◆ **WHAT IS EXPECTED**
In the data that follows, find the line with "</instance>"; transcribe it, every later line up to the one with "rough mask: <svg", and that line as well, exactly and with no others.

Saved entries:
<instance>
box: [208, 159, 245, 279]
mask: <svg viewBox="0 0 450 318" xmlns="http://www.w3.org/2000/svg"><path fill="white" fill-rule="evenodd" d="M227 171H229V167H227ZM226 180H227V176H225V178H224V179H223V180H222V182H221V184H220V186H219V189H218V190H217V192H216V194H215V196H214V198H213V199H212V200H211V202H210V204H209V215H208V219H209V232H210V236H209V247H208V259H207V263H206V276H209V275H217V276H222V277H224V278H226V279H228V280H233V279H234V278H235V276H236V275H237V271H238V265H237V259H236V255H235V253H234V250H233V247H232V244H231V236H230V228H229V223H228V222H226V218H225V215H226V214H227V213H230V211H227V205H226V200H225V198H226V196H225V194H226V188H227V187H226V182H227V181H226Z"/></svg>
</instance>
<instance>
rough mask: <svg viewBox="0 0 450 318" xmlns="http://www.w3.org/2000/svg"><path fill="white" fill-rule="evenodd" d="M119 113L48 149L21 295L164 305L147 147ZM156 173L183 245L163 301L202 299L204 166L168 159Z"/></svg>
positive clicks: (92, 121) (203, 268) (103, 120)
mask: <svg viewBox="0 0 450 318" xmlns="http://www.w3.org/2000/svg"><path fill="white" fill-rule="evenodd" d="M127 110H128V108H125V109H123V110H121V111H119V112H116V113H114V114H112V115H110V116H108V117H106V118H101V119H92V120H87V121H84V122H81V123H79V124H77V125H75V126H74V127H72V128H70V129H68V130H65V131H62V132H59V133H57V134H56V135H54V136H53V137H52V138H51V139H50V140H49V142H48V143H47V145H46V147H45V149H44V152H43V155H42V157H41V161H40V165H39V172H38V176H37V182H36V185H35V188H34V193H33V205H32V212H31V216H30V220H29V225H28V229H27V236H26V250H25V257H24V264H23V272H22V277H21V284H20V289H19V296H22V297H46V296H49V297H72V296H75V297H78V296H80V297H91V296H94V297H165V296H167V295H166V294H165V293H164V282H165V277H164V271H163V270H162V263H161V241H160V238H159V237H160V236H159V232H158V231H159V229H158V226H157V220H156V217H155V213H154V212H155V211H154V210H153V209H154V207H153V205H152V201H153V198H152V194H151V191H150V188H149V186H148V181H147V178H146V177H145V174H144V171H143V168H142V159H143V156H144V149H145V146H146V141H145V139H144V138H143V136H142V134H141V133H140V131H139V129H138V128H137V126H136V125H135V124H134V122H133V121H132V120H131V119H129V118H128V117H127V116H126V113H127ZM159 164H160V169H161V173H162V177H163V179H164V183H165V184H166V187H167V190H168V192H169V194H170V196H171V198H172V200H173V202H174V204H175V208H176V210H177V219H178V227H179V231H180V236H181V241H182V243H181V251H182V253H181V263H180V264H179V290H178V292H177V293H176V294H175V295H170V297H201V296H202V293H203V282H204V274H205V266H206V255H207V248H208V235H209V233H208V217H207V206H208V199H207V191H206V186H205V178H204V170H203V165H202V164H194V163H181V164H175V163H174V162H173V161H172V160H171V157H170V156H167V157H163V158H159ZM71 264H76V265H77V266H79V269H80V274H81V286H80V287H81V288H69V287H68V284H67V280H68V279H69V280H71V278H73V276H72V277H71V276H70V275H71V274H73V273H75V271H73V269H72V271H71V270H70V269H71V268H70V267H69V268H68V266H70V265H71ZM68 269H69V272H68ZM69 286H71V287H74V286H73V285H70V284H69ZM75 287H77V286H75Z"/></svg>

◆ **EXERCISE RESULT**
</instance>
<instance>
rough mask: <svg viewBox="0 0 450 318" xmlns="http://www.w3.org/2000/svg"><path fill="white" fill-rule="evenodd" d="M119 113L48 149L21 295L164 305L147 147ZM156 173L183 245L163 301L202 299L204 166L168 159Z"/></svg>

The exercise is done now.